After a year in the the service in the Philippines Schrock was sent back to the States. He said he recalled coming back into San Francisco and sailing under the Golden Gate Bridge. He took a train to Fort Sheridan, Ill., outside Chicago where he was discharged in 1946.

“As far as my military service, I did what I had to do. I was really fortunate they didn’t need me in Europe because the war was over. And they called off the war in the Pacific before I arrived,” Schrock said.

“If it hadn’t been for President Harry Truman I probably wouldn’t be talking to you today. He was the one who dropped the bomb on Hiroshima and Nagasaki that ended World War II.

“The biggest thing that happened to me when I look back on things was the G.I. Bill. It was fantastic,” he recalled.

The G.I. Bill was a federal program that paid for higher education for anyone who wanted to attend college served in the Second World War. Millions of American WW II vets took advantage of the program.

* * *

== Aim A ==
In the veteran's account, rewrite the passage between "After a year" and "discharged in 1946.", inclusive, changing "train" to "bus".

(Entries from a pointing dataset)
* * *

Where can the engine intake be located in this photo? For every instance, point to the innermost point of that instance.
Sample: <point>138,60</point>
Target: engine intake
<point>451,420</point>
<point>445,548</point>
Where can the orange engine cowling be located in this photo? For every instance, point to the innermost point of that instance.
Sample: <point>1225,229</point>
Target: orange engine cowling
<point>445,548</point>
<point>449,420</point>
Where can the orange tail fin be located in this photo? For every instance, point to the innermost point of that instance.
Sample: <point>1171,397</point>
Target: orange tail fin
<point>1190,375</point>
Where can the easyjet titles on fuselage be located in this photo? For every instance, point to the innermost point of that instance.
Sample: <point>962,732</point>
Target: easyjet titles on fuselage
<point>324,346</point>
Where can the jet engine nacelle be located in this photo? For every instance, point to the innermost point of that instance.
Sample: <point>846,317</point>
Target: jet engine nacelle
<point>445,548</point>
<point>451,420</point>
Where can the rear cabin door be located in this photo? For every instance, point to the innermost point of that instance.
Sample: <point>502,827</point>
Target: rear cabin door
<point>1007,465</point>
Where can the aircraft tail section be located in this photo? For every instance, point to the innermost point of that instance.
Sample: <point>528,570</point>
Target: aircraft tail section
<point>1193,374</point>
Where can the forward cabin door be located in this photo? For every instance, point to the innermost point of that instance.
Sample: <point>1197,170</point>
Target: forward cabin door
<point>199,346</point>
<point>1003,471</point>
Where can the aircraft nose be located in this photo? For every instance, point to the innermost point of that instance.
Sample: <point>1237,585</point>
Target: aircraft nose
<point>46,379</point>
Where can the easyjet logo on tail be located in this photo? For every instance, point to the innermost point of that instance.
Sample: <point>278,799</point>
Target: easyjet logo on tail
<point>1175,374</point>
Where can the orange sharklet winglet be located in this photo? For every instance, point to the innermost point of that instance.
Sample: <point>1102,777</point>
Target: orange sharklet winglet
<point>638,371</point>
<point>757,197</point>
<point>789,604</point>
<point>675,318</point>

* * *

== Aim B ==
Scale the answer coordinates in the entries between the lines holding "Where can the easyjet titles" and "<point>46,379</point>", inclusive, by multiplying each by 2.25 and rounding to whole numbers, with halves rounded up. Leave the requests and their sample points unchanged. Give those lines again in full, requests included.

== Finished answer A ==
After a year in the the service in the Philippines Schrock was sent back to the States. He said he recalled coming back into San Francisco and sailing under the Golden Gate Bridge. He took a bus to Fort Sheridan, Ill., outside Chicago where he was discharged in 1946.

== Finished answer B ==
Where can the easyjet titles on fuselage be located in this photo? For every instance, point to the innermost point of that instance.
Sample: <point>962,732</point>
Target: easyjet titles on fuselage
<point>729,779</point>
Where can the jet engine nacelle be located in this photo? For every instance, point to the innermost point of that instance.
Sample: <point>846,317</point>
Target: jet engine nacelle
<point>1001,1233</point>
<point>1015,945</point>
Where can the rear cabin door be located in this photo? For every instance, point to the innermost point of that instance.
Sample: <point>502,827</point>
Target: rear cabin door
<point>2266,1046</point>
Where can the aircraft tail section be located in this photo? For every instance, point to the innermost point of that instance.
Sample: <point>528,570</point>
Target: aircraft tail section
<point>2684,842</point>
Where can the forward cabin door be located in this photo? For every instance, point to the innermost point of that instance.
Sample: <point>1197,170</point>
Target: forward cabin door
<point>448,779</point>
<point>2257,1060</point>
Where can the aircraft nose be located in this photo? For every instance, point to the innermost point of that instance.
Sample: <point>1237,585</point>
Target: aircraft nose
<point>104,853</point>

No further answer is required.